练习题目: 统计下列数据行中有多少行含有字符串“window”（区分大小写），只写出行数。
....................
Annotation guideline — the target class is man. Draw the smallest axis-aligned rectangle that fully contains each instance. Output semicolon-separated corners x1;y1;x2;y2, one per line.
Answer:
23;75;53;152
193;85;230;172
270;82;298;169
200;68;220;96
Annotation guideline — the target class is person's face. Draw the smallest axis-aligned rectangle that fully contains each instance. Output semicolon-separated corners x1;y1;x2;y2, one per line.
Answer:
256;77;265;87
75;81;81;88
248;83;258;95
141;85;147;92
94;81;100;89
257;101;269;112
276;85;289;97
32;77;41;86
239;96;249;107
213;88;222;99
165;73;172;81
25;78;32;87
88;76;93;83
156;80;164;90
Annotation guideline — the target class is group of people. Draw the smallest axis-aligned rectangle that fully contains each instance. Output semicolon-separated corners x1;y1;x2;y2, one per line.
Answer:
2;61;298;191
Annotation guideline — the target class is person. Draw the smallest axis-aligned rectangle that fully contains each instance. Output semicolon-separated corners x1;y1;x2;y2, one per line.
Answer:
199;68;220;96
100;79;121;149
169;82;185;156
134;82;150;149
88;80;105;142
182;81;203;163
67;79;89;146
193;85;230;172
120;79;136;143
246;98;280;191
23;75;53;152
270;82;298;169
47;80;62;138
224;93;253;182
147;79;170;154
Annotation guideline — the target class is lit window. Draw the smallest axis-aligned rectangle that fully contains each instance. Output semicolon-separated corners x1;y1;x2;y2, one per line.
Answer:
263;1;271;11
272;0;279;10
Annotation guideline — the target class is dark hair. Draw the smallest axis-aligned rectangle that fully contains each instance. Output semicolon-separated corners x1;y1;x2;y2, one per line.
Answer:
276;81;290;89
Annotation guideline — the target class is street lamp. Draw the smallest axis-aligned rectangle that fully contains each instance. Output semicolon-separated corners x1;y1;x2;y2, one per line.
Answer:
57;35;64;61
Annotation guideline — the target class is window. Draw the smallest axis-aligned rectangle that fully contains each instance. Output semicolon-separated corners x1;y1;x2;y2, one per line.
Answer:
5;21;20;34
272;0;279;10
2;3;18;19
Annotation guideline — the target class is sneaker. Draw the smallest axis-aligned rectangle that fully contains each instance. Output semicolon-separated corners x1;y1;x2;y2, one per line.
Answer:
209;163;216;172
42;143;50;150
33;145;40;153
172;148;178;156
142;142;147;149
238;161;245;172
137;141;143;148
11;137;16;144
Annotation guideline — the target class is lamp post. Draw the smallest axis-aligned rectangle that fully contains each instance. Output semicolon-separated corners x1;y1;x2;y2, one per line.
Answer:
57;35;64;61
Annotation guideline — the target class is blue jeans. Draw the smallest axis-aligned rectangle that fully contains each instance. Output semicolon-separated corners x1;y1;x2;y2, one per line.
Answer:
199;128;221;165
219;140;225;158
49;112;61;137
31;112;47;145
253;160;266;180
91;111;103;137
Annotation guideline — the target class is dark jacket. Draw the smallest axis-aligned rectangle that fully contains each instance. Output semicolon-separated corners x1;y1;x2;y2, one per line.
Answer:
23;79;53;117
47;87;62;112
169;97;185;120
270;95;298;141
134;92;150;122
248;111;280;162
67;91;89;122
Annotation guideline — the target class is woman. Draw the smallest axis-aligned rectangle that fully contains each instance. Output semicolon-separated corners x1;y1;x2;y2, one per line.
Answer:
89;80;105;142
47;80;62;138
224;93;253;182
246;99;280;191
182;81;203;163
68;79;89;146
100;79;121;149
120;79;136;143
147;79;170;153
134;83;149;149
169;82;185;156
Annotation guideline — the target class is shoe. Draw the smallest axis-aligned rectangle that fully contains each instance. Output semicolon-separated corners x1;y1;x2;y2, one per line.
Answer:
....................
输出结果: 2